(begin)

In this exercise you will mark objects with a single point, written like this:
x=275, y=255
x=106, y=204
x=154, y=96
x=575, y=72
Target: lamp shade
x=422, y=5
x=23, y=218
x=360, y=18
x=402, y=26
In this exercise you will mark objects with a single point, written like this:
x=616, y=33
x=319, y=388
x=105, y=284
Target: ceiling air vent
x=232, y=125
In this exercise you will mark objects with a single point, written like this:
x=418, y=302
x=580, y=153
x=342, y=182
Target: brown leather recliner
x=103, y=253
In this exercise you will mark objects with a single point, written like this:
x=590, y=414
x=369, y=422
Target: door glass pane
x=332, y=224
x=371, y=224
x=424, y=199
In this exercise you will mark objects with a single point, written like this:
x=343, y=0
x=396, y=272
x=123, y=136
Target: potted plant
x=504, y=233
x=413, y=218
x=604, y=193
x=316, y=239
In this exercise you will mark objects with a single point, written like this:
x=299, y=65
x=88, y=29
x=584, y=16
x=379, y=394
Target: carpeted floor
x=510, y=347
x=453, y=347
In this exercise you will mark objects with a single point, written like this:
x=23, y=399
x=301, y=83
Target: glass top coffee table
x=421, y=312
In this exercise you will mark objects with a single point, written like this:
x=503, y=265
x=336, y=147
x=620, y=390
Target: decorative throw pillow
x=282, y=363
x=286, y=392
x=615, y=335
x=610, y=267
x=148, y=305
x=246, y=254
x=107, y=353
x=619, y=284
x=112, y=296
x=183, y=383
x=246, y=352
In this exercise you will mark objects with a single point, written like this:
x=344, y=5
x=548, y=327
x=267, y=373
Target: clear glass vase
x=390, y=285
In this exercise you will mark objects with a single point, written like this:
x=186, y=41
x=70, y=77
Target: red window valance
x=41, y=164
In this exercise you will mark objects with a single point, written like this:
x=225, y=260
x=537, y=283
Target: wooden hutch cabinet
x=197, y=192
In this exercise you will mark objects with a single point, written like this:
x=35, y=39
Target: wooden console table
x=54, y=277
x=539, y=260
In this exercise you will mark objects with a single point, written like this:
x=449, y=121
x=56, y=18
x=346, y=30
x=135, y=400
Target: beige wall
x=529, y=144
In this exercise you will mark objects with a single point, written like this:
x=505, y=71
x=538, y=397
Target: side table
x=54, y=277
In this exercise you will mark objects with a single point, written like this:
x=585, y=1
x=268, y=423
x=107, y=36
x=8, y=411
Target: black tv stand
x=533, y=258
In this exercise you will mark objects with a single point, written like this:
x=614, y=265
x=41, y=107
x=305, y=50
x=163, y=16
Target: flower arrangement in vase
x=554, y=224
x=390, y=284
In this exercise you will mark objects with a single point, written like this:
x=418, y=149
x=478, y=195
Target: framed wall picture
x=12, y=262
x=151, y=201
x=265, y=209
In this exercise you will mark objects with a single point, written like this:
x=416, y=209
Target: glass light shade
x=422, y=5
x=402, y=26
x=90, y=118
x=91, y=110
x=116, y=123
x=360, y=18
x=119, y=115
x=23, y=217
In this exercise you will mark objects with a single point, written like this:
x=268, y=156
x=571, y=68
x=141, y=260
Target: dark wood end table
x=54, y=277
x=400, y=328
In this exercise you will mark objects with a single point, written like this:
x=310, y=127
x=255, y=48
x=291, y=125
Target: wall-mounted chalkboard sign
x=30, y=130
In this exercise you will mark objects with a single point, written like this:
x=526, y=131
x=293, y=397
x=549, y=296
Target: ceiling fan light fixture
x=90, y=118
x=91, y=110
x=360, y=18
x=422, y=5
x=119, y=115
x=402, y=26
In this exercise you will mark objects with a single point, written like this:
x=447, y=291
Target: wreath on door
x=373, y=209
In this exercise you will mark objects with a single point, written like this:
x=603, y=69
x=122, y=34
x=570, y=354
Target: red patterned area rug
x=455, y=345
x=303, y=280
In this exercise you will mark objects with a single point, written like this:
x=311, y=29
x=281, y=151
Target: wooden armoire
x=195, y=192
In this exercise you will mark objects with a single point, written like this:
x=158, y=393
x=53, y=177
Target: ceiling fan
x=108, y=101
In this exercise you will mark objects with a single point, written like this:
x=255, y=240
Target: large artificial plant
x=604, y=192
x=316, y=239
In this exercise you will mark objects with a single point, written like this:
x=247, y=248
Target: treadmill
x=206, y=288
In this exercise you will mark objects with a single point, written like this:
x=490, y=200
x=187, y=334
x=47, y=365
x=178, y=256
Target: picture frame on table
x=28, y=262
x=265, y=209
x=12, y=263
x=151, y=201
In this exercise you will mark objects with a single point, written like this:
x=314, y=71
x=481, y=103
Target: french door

(end)

Exercise requirements: Revise the lines from the first one through the line containing "x=529, y=144", inclusive, so that "Target" becomes "Object" throughout and nothing else changes.

Answer to the problem:
In this exercise you will mark objects with a single point, written like this:
x=275, y=255
x=106, y=204
x=154, y=96
x=575, y=72
Object: lamp shade
x=422, y=5
x=23, y=218
x=360, y=18
x=402, y=26
In this exercise you will mark objects with a single point, written like this:
x=616, y=33
x=319, y=388
x=105, y=284
Object: ceiling air vent
x=232, y=125
In this exercise you will mark objects with a single point, written like this:
x=418, y=302
x=580, y=153
x=342, y=182
Object: brown leather recliner
x=103, y=253
In this exercise you will mark objects with a single point, written like this:
x=590, y=414
x=369, y=422
Object: door glass pane
x=332, y=224
x=371, y=224
x=424, y=199
In this exercise you will mark objects with a single point, written like this:
x=343, y=0
x=396, y=272
x=123, y=136
Object: potted plant
x=504, y=233
x=413, y=218
x=604, y=193
x=316, y=239
In this exercise you will mark objects with a single point, written like this:
x=299, y=65
x=88, y=29
x=584, y=16
x=379, y=394
Object: carpeted floor
x=510, y=347
x=453, y=347
In this exercise you will mark objects with a single point, written like this:
x=23, y=399
x=301, y=83
Object: glass top coffee table
x=421, y=312
In this exercise you will mark objects with a single point, written like this:
x=503, y=265
x=336, y=147
x=620, y=390
Object: decorative throw pillow
x=282, y=363
x=286, y=392
x=615, y=335
x=610, y=267
x=148, y=305
x=246, y=254
x=107, y=353
x=619, y=284
x=112, y=296
x=183, y=383
x=246, y=352
In this exercise you will mark objects with a single point, written like this:
x=344, y=5
x=548, y=327
x=267, y=373
Object: clear glass vase
x=390, y=285
In this exercise you will mark objects with a single point, written like this:
x=186, y=41
x=70, y=77
Object: red window valance
x=41, y=164
In this exercise you will mark objects with a single point, written like this:
x=225, y=260
x=537, y=283
Object: wooden hutch cabinet
x=197, y=192
In this exercise you will mark objects with a single point, written like this:
x=35, y=39
Object: wooden console table
x=54, y=277
x=539, y=260
In this exercise you will mark objects with a single point, written like this:
x=449, y=121
x=56, y=18
x=346, y=30
x=135, y=400
Object: beige wall
x=529, y=144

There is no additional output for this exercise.